= PROBLEM TO SOLVE =
Give the number of lines in the items below that contain the word "blue". Reply with the number only.

= DATA FOR PROCESSING =
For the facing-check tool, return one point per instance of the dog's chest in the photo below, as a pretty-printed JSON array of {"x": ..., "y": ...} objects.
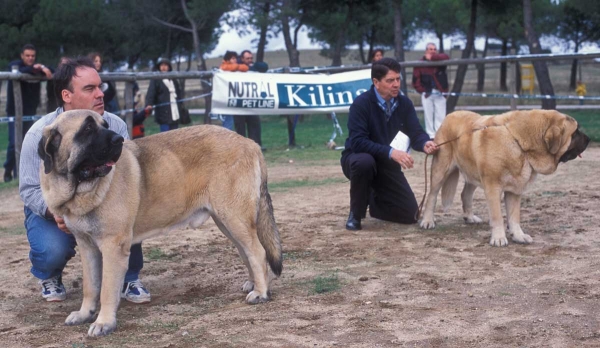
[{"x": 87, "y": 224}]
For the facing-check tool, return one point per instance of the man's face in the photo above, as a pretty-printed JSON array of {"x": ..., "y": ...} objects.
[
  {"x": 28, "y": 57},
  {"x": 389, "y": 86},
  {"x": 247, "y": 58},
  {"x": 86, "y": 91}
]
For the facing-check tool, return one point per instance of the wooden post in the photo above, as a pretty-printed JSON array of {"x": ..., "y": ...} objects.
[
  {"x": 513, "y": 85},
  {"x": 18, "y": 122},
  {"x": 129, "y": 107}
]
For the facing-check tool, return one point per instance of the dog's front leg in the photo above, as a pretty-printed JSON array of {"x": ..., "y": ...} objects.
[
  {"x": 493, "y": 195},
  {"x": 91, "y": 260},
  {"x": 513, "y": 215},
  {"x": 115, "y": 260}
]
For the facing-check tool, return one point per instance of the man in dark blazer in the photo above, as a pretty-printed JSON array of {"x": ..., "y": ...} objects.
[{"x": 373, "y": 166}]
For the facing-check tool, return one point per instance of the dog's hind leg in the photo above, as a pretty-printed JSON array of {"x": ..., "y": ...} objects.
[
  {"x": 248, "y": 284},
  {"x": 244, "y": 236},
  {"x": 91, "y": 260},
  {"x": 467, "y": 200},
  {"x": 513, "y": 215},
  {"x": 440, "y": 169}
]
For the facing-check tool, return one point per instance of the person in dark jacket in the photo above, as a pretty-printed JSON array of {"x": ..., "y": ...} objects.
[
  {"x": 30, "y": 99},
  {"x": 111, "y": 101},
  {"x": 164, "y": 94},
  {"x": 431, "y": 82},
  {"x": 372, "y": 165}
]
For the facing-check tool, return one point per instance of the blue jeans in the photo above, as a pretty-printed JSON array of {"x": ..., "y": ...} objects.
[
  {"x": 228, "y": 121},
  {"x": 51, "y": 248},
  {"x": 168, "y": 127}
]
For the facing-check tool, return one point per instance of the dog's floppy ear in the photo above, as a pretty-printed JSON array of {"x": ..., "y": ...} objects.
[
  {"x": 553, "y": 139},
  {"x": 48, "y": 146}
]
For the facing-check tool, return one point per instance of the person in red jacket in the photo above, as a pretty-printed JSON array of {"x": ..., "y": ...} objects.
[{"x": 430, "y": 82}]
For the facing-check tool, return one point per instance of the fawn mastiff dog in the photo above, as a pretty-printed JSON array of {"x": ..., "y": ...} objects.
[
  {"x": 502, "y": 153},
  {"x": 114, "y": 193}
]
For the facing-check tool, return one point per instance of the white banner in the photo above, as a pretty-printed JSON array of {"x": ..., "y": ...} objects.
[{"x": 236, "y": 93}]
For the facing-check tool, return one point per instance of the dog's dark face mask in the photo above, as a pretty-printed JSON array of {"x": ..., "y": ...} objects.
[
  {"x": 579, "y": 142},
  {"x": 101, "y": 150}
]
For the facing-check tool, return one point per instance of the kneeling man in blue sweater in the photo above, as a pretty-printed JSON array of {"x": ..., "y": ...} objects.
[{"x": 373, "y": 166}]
* * *
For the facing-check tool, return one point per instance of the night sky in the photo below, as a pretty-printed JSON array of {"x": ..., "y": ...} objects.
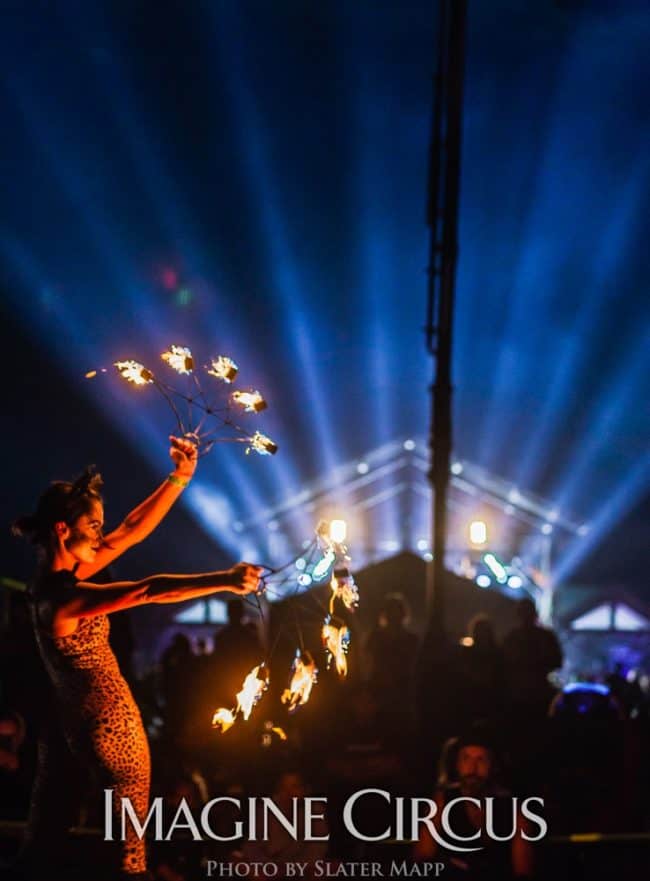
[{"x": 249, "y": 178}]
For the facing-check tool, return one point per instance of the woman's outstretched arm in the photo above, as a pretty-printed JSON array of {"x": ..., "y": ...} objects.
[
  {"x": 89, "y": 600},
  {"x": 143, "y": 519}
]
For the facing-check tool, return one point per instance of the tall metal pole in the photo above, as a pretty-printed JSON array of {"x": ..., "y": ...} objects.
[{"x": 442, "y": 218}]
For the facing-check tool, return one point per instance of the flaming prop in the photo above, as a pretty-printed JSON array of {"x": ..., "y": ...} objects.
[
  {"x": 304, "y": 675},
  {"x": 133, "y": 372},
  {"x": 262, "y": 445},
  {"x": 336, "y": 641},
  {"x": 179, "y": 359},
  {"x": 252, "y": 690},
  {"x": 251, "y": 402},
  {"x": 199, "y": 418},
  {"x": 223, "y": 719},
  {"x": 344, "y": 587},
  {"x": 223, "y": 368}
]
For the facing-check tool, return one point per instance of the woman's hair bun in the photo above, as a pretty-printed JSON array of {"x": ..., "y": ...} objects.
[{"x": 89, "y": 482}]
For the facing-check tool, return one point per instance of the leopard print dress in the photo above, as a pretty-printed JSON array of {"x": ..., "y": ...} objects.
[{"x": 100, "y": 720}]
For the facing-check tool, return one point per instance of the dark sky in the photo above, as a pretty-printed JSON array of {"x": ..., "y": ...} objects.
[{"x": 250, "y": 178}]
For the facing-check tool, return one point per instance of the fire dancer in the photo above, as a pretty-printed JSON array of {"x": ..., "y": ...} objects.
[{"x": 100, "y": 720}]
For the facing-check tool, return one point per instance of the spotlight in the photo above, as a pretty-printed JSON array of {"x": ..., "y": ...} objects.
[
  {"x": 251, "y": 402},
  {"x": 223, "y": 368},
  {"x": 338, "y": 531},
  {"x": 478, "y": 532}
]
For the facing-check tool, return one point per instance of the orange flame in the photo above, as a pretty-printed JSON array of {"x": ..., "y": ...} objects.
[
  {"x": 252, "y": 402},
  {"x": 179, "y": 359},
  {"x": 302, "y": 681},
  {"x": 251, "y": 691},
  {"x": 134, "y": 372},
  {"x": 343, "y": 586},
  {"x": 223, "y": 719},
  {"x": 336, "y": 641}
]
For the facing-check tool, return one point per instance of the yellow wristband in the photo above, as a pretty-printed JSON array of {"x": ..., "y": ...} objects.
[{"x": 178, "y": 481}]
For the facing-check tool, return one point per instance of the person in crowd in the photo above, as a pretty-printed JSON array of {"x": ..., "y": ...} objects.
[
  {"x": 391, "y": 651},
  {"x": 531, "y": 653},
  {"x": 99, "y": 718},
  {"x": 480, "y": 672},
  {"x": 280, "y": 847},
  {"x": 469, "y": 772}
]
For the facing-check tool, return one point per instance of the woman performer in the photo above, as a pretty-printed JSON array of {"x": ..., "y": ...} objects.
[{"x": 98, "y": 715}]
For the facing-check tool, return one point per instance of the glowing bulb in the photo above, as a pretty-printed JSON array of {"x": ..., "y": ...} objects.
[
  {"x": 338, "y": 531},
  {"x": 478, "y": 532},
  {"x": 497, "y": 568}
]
...
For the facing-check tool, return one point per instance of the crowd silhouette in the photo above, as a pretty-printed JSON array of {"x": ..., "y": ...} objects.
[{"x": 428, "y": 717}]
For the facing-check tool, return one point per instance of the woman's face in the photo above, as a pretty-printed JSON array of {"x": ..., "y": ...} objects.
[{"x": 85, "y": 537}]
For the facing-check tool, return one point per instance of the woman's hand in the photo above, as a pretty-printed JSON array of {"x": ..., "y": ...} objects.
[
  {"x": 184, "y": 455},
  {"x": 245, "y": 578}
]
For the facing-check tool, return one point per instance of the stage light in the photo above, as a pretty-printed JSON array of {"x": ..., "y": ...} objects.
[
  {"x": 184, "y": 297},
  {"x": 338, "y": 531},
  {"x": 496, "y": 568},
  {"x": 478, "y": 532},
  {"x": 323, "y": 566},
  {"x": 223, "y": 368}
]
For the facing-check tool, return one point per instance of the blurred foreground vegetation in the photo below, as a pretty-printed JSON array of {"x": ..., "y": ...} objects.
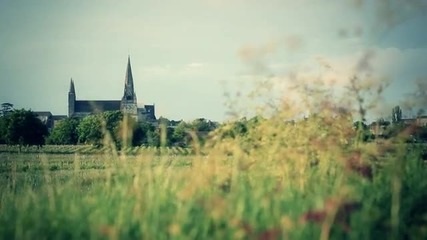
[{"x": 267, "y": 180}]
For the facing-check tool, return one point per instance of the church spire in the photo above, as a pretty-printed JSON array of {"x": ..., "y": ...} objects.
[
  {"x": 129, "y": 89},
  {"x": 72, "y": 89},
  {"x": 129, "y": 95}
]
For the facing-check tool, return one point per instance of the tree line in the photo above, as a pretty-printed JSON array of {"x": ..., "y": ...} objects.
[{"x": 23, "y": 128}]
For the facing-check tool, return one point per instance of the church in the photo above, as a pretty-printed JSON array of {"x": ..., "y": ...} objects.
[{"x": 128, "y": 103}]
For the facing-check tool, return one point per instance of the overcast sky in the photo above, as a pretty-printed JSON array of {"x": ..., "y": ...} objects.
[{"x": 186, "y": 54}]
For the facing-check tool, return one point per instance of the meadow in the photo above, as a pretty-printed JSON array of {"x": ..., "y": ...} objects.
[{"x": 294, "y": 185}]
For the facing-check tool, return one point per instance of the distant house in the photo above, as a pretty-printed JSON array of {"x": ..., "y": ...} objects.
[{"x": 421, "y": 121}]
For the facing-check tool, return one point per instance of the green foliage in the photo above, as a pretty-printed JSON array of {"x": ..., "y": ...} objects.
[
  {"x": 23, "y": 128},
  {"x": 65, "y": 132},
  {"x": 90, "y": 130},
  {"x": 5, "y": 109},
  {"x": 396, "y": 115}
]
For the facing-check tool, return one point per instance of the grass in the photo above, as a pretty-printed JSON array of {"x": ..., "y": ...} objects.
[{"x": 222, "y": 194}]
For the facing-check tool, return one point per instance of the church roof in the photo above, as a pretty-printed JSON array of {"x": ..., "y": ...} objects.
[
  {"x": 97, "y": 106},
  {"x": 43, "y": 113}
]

= EXERCISE RESPONSE =
2